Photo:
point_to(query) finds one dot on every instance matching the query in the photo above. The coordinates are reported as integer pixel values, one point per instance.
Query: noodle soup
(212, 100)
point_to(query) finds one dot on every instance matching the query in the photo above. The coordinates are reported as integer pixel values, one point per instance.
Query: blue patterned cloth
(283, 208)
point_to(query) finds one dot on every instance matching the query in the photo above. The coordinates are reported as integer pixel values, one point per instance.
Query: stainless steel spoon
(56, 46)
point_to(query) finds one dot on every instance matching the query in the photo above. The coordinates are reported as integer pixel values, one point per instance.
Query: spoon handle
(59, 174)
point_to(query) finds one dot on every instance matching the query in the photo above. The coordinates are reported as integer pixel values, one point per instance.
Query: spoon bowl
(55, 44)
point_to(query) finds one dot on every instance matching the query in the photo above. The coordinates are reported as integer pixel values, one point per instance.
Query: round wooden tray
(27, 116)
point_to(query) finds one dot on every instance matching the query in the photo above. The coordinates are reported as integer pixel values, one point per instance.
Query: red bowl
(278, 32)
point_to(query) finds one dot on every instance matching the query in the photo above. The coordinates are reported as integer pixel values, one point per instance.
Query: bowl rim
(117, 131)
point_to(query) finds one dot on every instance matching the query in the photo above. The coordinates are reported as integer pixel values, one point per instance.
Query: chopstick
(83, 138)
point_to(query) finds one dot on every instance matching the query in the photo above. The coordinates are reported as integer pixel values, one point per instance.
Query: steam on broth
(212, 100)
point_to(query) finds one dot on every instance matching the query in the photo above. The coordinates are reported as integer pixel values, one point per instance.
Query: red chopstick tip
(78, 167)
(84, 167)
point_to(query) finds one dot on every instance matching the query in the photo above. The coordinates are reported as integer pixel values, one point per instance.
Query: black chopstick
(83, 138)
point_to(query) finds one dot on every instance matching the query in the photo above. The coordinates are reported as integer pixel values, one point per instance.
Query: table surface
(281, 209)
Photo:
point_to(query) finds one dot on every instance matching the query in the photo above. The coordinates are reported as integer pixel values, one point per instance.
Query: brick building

# Written task:
Copy out all of the records shown above exactly.

# The completed task:
Photo:
point_to(query) finds one dot on every instance matching the query in the photo above. The coordinates are reported as integer pixel values, one point per instance.
Query: noodle soup
(212, 100)
point_to(query) finds one dot on every instance matching the query in the photo above. The coordinates are reported as integer pixel values, one point per instance.
Query: blue patterned cloth
(283, 208)
point_to(query) finds one dot on every instance matching the query in the photo above. The coordinates are reported as integer pixel values, one point per instance.
Query: stainless steel spoon
(56, 46)
point_to(query) finds one dot on every instance matching the query in the photo above. The coordinates are reported as integer pixel values, one point per instance.
Query: spoon handle
(59, 174)
point_to(query) finds one dot on every instance matching the query in the photo above. The coordinates are reported as integer pixel values, one point per instance.
Query: spoon bowl
(55, 44)
point_to(query) finds one dot on every instance matching the query in the photo above. The coordinates are reported as integer pixel values, one point per instance.
Query: round wooden tray
(27, 116)
point_to(query) finds one dot on every instance matching the query in the photo above. The coordinates are reported as integer pixel values, one point per instance.
Query: red bowl
(278, 32)
point_to(query) finds one dot on every instance matching the query in the photo above. The coordinates are reported as integer pixel values, one point per instance.
Query: bowl rim
(117, 131)
point_to(query) finds one dot on every instance matching the query in the photo above. The coordinates are reported as integer pixel values, one point per instance.
Query: chopstick
(83, 138)
point_to(query) finds one dot on every instance matching the query in the photo above. The coordinates are reported as integer pixel values, one point per instance.
Query: steam on broth
(212, 100)
point_to(query) finds one dot on every instance matching the query in the photo above. The coordinates are reported as integer pixel values, one point per instance.
Query: red chopstick tip
(78, 167)
(84, 167)
point_to(query) finds one dot on every instance matching the query in the photo above. The coordinates are reported as integer pixel values, one point per instance.
Query: black chopstick
(83, 138)
point_to(query) finds one dot on every instance matching the query in the photo above. The coordinates are reported as integer pixel values, one point per instance.
Query: table surface
(281, 209)
Photo:
point_to(query) finds one dot on every instance matching the query in the photo above. The coordinates are reported as integer pixel values, one point per instance.
Query: brick building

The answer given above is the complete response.